■ Written task a: Set down the full passage on groundwater desalination word for word, with no changes.

■ Source excerpt:
★ ★ ★

Rosentreter et al. explores the partial desalination of SGW using various membrane desalination technologies and MCDI[20](Fig. 3).
SGW typically contains elevated concentrations of sodium, chloride, sulfate, and nitrate, often surpassing recommended levels for safe drinking and irrigation. This study assessed the desalination capabilities of NF, brackish water reverse osmosis (BWRO), seawater reverse osmosis (SWRO), and MCDI. The evaluation focused on specific energy consumption (SEC) and water recovery rates. The experimental findings indicated that for SGW with a TDS concentration of 1 g/L, both MCDI and NF demonstrated similar SEC values, falling within the range of 0.2 to 0.4 kWh/m³, and achieving water recovery rates between 35% and 70%. However, at higher TDS concentrations (≥ 2 g/L), BWRO and SWRO exhibited the lowest SEC values, ranging from 0.4 to 2.9 kWh/m³, with water recovery rates spanning 40% to 66%. Although MCDI didn't match the competitiveness of pressure- driven membrane desalination technologies at higher salinity levels, it showcased remarkable selectivity for nitrate and displayed substantial potential for versatile desalination applications. The desalination technology's effectiveness depended on the operational approach and its selectivity towards specific ions (Na+, Cl−, NO3−, and SO42−). When aiming for low salt rejection, both MCDI and NF performed admirably, with MCDI achieving the lowest SEC values for slightly SGW (TDS = 1 g/L) within the recommended concentrations for irrigation and drinking water. However, when higher salt rejection was essential, NF surpassed MCDI due to its superior water recovery capability. BWRO and SWRO consistently exhibited excellent desalination performance for TDS concentrations (≥ 2 g/L). Notably, MCDI excelled in treating NO3− rich groundwater and proved adaptable to varying operating conditions, underscoring its versatility and potential.

★ ★ ★

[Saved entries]
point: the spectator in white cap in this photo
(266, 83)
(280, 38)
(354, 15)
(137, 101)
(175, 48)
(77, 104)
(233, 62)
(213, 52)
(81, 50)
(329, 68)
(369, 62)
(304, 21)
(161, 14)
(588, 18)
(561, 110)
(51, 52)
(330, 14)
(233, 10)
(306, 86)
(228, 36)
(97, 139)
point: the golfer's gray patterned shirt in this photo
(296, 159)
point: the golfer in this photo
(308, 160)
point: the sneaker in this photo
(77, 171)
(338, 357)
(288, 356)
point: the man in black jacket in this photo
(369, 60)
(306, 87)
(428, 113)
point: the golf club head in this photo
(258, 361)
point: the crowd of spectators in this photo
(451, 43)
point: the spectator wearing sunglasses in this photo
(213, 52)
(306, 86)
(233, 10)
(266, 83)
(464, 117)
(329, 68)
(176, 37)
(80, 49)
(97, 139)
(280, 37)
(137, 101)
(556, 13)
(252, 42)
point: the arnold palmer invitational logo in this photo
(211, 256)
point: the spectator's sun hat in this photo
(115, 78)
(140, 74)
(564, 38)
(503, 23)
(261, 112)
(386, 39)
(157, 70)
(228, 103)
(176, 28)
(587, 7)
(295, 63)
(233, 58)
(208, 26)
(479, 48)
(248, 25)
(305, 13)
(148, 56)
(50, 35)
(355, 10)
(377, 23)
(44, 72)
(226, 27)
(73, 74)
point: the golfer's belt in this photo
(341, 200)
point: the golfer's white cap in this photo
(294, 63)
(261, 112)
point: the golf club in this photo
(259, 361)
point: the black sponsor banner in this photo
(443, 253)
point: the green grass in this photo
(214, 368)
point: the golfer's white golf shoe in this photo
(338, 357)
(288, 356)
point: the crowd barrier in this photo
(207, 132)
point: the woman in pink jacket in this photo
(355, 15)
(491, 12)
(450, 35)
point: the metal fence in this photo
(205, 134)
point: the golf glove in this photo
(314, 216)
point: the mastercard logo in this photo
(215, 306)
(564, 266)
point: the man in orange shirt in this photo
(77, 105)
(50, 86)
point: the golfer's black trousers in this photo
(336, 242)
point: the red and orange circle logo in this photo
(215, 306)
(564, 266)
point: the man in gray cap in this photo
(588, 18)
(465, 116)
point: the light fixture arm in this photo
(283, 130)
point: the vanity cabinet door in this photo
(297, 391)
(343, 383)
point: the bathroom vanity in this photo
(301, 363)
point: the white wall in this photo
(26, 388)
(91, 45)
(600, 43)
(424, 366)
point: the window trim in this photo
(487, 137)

★ ★ ★

■ Written task b: Report every line of the listing that contains the word "vanity", copying each line in full.

■ Correct answer a:
Rosentreter et al. explores the partial desalination of SGW using various membrane desalination technologies and MCDI[20](Fig. 3).
SGW typically contains elevated concentrations of sodium, chloride, sulfate, and nitrate, often surpassing recommended levels for safe drinking and irrigation. This study assessed the desalination capabilities of NF, brackish water reverse osmosis (BWRO), seawater reverse osmosis (SWRO), and MCDI. The evaluation focused on specific energy consumption (SEC) and water recovery rates. The experimental findings indicated that for SGW with a TDS concentration of 1 g/L, both MCDI and NF demonstrated similar SEC values, falling within the range of 0.2 to 0.4 kWh/m³, and achieving water recovery rates between 35% and 70%. However, at higher TDS concentrations (≥ 2 g/L), BWRO and SWRO exhibited the lowest SEC values, ranging from 0.4 to 2.9 kWh/m³, with water recovery rates spanning 40% to 66%. Although MCDI didn't match the competitiveness of pressure- driven membrane desalination technologies at higher salinity levels, it showcased remarkable selectivity for nitrate and displayed substantial potential for versatile desalination applications. The desalination technology's effectiveness depended on the operational approach and its selectivity towards specific ions (Na+, Cl−, NO3−, and SO42−). When aiming for low salt rejection, both MCDI and NF performed admirably, with MCDI achieving the lowest SEC values for slightly SGW (TDS = 1 g/L) within the recommended concentrations for irrigation and drinking water. However, when higher salt rejection was essential, NF surpassed MCDI due to its superior water recovery capability. BWRO and SWRO consistently exhibited excellent desalination performance for TDS concentrations (≥ 2 g/L). Notably, MCDI excelled in treating NO3− rich groundwater and proved adaptable to varying operating conditions, underscoring its versatility and potential.

■ Correct answer b:
point: the vanity cabinet door in this photo
point: the bathroom vanity in this photo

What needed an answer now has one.